The essential LCPUFAs play important and positive roles in maintaining normal physiological conditions and consequently health in humans. Some chronic pathologies are associated with defective metabolism of these fatty acids, particularly the omega-6 linoleic and arachidonic acids and the omega-3 eicosapentaenoic (EPA) and docosahexaenoic (DHA) LCPUFAs.

Analysis of the composition of these fatty acids in phospholipids of RBC membranes provides information about their longer-term (approximately 125 days, RBC lifespan) dietary intake and their biosynthetic conversion to eicosanoids and certain metabolic anomalies (e.g. delta 6-desaturase deficiency). In clinical practice, determination of RBC membrane phospholipid fatty acid composition is a standard diagnostic procedure for evaluating essential fatty acid status and for use as a biomarker for different pathologies [32, 33], particularly concerning cardiovascular diseases [3436]. However, assessing this biomarker requires a lengthy, labour intensive, multi-step analytical procedure.

We have tested a rapid, simple and reliable method to determine AA:EPA and total omega-6:omega-3 ratios in whole blood lipids against the standard RBC membrane phospholipid composition method. The AA:EPA ratios in the directly derived whole blood lipids were very closely correlated with those obtained by the standard method from RBC membrane phospholipids in a large population group. The more specific AA:EPA ratios also showed better correlations than the total omega-6:omega-3 ratios using both whole blood and membrane methods (R2 = 0.868 vs 0.711 respectively). This suggested that the former was the more sensitive ratio to use. The method was validated in healthy subjects of varying ages and in patients with various pathologies. A statistically significant decrease of the AA:EPA ratio was observed in subjects over 40 years old, which resulted from a simultaneous increase of EPA and a decrease of AA, irrespective of gender. Less significant differences were observed for the total omega-6:omega-3 ratio, even when the total content of omega-6 was decreased significantly. Previous studies on a Canadian population showed a higher level of omega-3 only in elderly subjects [37], probably due to an increased consumption of seafood, although a decreased oxidation of omega-3 in elderly compared to younger volunteers may also play a role [38]. As a working hypothesis and according to observations on prostaglandin synthesis [39], we suggest that the lower level of circulating AA may also be attributed, at least in part, to a reduction of Δ6 desaturase activity in elderly subjects. However, these observations need to be confirmed by larger studies.

- - -

> Problems and tasks:
(A) List every individual fatty acid that the first paragraph of the fatty acid passage names.
(B) Continue the passage on blood fatty acid ratios from its last sentence.

- - -

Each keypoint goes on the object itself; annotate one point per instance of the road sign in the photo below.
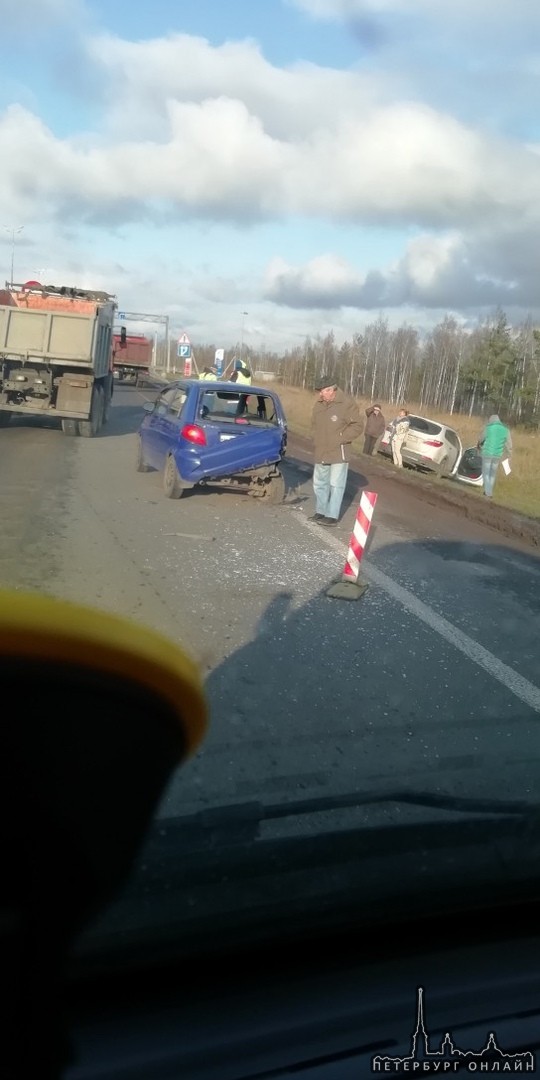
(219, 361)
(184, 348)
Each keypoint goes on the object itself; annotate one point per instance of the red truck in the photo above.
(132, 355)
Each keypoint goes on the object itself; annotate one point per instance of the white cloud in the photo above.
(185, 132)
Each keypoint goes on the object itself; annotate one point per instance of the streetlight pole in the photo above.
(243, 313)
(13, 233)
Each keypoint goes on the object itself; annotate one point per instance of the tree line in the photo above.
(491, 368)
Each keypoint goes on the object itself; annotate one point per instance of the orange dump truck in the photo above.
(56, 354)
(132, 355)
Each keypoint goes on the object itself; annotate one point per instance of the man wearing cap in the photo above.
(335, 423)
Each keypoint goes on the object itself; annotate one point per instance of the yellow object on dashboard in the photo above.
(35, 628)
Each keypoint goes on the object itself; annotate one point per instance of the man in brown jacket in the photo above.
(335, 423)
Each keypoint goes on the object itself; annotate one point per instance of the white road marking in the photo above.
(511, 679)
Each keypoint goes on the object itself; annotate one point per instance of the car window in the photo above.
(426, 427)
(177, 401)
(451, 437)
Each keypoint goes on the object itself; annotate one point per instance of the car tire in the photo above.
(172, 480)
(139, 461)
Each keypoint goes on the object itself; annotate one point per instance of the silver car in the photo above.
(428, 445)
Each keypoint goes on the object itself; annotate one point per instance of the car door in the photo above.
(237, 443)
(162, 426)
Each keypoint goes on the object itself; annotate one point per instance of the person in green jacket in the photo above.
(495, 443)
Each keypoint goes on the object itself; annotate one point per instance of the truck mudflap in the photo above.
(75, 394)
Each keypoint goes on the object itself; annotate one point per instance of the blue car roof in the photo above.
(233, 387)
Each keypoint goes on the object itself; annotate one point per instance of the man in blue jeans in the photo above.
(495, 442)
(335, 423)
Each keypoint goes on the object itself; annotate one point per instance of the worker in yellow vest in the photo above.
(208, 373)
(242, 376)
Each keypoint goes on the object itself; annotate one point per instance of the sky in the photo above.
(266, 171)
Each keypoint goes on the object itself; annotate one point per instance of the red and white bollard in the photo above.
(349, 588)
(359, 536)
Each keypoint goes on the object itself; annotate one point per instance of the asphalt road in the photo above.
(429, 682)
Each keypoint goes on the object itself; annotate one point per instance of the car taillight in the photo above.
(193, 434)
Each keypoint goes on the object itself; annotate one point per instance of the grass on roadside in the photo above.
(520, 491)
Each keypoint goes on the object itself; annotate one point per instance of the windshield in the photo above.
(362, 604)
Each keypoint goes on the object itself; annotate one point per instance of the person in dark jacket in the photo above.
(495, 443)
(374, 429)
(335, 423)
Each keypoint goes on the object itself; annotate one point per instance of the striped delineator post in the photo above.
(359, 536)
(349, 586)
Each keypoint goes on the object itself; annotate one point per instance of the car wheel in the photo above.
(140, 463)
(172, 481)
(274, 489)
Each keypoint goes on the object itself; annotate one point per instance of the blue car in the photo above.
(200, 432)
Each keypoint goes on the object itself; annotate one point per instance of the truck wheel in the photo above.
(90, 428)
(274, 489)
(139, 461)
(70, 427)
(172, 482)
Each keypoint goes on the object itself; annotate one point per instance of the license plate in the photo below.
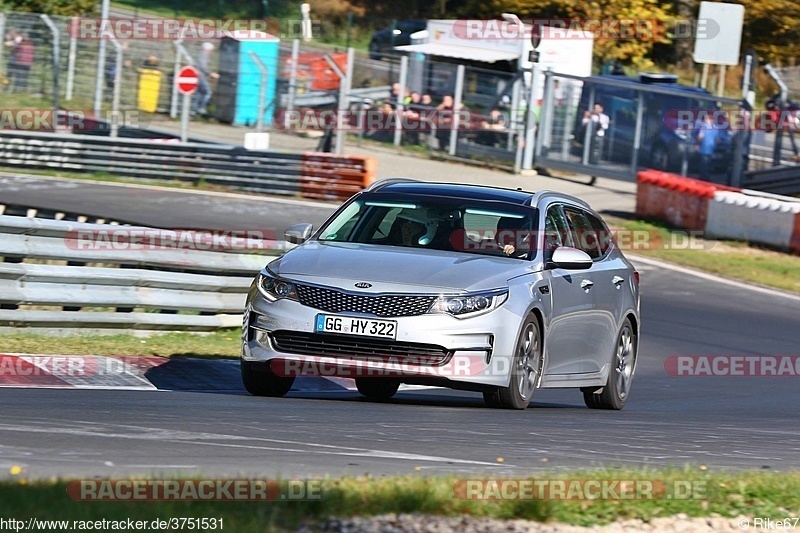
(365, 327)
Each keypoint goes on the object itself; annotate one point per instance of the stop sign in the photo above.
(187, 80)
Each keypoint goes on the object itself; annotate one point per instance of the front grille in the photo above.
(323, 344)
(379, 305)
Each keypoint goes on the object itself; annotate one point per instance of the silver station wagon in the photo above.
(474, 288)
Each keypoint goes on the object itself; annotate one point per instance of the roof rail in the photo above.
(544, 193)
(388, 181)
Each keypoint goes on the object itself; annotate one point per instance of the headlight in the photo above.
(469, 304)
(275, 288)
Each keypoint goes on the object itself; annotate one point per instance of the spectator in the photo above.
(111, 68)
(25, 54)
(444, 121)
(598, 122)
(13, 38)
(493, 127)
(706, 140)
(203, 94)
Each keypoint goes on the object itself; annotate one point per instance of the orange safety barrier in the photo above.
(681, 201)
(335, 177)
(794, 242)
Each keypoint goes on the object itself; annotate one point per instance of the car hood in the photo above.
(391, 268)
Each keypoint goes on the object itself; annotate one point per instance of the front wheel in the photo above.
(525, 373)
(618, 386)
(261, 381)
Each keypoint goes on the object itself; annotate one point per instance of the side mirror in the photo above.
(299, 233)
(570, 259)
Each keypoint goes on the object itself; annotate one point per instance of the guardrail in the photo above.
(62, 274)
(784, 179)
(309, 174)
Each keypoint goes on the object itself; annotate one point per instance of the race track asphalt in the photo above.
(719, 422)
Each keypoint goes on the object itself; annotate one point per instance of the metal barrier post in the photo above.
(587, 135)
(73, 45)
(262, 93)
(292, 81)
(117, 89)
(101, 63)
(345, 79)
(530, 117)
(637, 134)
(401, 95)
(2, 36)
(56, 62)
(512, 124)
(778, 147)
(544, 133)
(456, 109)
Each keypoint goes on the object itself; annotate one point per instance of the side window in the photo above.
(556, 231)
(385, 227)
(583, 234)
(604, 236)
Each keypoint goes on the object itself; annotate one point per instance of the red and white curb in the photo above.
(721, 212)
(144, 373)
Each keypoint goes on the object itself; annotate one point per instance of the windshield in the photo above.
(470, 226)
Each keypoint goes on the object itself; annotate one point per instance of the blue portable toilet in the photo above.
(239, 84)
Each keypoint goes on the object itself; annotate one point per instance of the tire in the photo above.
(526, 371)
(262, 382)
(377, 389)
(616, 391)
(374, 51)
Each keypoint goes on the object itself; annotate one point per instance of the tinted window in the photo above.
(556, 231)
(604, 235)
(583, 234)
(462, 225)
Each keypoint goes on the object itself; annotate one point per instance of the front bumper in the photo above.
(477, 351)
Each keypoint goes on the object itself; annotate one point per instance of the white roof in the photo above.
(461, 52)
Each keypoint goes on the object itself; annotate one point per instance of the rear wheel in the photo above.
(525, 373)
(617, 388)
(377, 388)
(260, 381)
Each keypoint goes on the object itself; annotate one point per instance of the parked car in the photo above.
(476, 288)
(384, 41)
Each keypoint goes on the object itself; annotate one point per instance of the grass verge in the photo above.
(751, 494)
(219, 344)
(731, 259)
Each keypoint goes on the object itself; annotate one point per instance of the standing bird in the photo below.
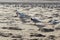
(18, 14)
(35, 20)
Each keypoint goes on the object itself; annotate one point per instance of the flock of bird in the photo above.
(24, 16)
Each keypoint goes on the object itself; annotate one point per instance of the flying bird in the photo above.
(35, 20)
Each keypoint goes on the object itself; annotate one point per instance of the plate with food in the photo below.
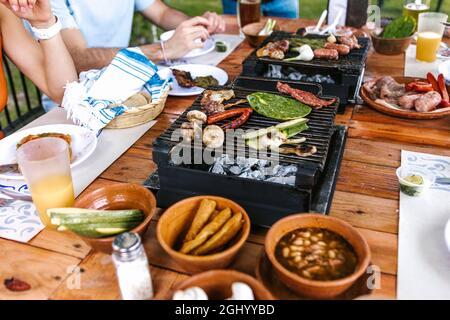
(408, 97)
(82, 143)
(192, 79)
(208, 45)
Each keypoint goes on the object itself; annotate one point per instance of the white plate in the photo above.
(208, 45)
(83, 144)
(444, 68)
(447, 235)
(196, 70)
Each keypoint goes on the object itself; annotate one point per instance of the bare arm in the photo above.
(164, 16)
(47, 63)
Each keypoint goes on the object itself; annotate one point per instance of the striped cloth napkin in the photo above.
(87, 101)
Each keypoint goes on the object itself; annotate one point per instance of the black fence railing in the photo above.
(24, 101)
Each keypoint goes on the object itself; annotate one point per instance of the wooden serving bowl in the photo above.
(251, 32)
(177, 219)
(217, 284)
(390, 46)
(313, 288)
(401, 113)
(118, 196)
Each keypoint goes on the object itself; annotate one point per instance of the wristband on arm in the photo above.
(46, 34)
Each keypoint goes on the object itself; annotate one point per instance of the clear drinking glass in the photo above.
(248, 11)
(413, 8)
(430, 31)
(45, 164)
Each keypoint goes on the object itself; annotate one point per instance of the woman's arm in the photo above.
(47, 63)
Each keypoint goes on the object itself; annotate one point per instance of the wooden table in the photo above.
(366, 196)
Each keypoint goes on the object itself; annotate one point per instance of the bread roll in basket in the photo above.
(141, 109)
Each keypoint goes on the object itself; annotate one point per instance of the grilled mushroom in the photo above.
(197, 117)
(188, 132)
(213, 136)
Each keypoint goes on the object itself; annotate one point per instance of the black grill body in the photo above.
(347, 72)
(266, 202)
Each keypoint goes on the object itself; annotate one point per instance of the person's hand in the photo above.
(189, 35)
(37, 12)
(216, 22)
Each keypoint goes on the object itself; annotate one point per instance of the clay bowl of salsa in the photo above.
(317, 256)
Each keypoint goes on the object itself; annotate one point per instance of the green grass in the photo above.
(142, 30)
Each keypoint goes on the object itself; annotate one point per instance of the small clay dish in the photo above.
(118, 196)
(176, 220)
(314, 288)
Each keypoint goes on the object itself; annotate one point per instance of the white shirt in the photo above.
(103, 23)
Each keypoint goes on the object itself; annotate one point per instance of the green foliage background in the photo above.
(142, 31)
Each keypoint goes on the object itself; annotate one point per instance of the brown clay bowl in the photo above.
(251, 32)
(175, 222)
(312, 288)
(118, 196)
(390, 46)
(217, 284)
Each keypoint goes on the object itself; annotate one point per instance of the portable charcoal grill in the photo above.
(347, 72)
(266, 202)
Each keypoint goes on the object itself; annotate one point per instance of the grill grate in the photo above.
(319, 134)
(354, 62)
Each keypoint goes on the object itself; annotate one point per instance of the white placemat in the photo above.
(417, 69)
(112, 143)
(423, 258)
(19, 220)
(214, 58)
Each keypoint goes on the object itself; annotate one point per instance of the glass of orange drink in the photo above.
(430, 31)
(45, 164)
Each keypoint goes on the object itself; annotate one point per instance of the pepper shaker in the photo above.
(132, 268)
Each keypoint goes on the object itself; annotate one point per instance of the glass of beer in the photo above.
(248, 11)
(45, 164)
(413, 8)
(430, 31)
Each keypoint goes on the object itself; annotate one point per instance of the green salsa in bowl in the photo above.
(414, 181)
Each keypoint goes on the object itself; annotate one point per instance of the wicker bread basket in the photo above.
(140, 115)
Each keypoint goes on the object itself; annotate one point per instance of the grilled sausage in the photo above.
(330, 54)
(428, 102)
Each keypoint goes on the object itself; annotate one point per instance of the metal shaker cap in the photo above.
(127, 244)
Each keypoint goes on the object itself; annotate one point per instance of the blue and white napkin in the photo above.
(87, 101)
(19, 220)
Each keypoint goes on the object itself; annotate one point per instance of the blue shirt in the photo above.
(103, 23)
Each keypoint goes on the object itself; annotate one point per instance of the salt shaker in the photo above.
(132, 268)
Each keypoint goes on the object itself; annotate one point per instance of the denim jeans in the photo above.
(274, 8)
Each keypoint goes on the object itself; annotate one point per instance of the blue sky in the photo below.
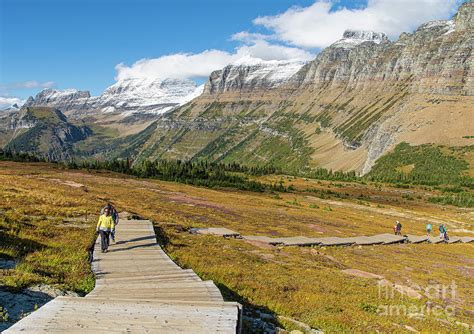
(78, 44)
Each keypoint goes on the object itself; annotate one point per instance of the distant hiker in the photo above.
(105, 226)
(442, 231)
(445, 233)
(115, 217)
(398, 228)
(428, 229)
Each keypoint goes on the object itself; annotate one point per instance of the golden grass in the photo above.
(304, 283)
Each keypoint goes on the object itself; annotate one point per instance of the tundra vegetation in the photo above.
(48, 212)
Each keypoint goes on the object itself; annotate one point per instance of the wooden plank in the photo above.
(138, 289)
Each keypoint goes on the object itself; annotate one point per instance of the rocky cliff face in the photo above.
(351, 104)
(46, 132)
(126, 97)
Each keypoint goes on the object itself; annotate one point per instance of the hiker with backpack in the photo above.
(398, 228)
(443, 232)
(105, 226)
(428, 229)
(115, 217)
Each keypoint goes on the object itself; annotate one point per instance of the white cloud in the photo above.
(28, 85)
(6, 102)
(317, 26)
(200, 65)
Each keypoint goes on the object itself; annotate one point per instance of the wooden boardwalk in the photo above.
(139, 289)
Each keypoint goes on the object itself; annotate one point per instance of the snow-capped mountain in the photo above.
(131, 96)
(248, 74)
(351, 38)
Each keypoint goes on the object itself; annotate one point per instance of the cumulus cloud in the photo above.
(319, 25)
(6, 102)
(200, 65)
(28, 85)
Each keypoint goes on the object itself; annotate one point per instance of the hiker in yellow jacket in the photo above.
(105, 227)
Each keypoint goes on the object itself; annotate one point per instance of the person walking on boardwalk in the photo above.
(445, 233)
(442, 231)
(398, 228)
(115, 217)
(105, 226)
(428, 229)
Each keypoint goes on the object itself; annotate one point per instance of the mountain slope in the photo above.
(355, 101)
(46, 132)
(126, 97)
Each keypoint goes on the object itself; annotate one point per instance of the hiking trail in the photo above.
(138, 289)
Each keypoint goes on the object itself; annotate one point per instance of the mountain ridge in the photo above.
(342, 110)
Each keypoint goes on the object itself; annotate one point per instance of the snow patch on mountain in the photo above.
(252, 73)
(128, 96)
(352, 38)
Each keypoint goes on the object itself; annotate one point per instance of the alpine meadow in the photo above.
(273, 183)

- - -

> Answers to the tasks:
(A) linoleic acid, arachidonic acid, eicosapentaenoic acid (EPA), docosahexaenoic acid (DHA)

(B)
The AA:EPA ratio in healthy Italian subjects without supplementation is high in the present study and is comparable to that reported for other Western populations where the ratio of omega-6 to omega-3 fatty acids in the diet is also high [40, 41]. In subjects using an omega-3 supplement, the ratios were significantly decreased but the values were considered to be safe and more beneficial to health [9].

Patients with allergic, skin and neurodegenerative diseases had higher ratios of AA:EPA compared to the values for subjects with other pathologies. The reasons for this are not immediately apparent but could reflect differences in intake and/or metabolism, particularly an increased turnover of EPA. More work is required with individuals presenting with different pathologies and consuming varying levels of omega-3 before the observed ratios can be considered as actual biomarkers for specific diseases.

Similar results to those with the AA:EPA ratios were obtained for the total omega-6:omega-3 ratios in both whole blood and RBC membrane phospholipids, although in most cases the differences were much smaller, probably due to the diet of the subjects that may include varying amounts of omega-6 fatty acids, particularly linoleic acid from vegetable oils.

In conclusion, our observations show that a simple, direct derivatisation method of assessing fatty acid profiles in whole blood is a rapid, reliable and reproducible tool for determining the fatty acid status of subjects of different ages and pathologies. The simplicity of the method makes it particularly useful for assessing the fatty acid status of large cohorts where the use of RBC membrane phospholipids would be a daunting prospect.